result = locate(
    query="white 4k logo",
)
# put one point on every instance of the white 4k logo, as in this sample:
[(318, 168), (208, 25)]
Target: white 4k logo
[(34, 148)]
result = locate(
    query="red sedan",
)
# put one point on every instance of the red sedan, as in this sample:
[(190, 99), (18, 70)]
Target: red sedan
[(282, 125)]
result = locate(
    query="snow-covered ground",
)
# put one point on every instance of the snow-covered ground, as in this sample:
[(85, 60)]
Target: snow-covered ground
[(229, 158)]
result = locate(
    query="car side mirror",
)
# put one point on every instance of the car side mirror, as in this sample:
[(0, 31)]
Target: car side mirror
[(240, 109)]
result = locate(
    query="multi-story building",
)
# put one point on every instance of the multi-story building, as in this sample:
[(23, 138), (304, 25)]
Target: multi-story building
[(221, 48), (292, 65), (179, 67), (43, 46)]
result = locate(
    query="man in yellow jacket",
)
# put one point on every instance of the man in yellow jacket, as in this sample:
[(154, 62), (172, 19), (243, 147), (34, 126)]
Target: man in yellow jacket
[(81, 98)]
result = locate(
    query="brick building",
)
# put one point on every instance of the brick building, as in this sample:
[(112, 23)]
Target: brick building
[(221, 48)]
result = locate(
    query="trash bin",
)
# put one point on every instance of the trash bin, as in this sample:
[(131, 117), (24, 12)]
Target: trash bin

----

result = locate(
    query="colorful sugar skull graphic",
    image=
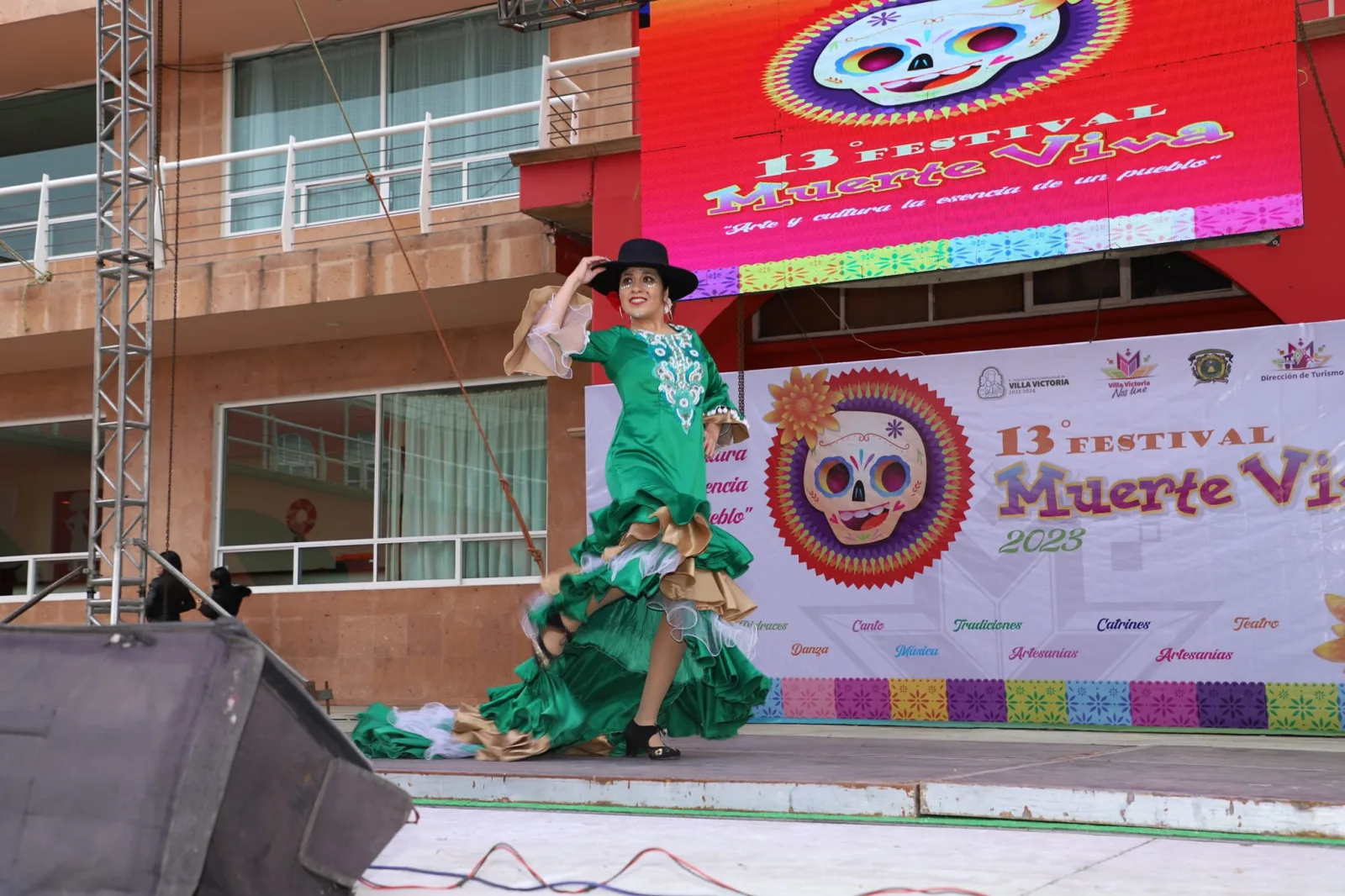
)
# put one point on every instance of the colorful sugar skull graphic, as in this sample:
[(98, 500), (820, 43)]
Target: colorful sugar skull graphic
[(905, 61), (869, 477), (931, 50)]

----

PROMPT -
Pull out every line of the records above that contains the word "building". Case counts, so a line matches only if the capitalization is the same.

ANSWER FOR THIS EXERCISE -
    query="multi-story building",
# put one point on every instance of the multi-story building, as in this sample:
Target: multi-story building
    query="brick building",
# put one point on every instance of the brick building, as in this sample:
Target: brick building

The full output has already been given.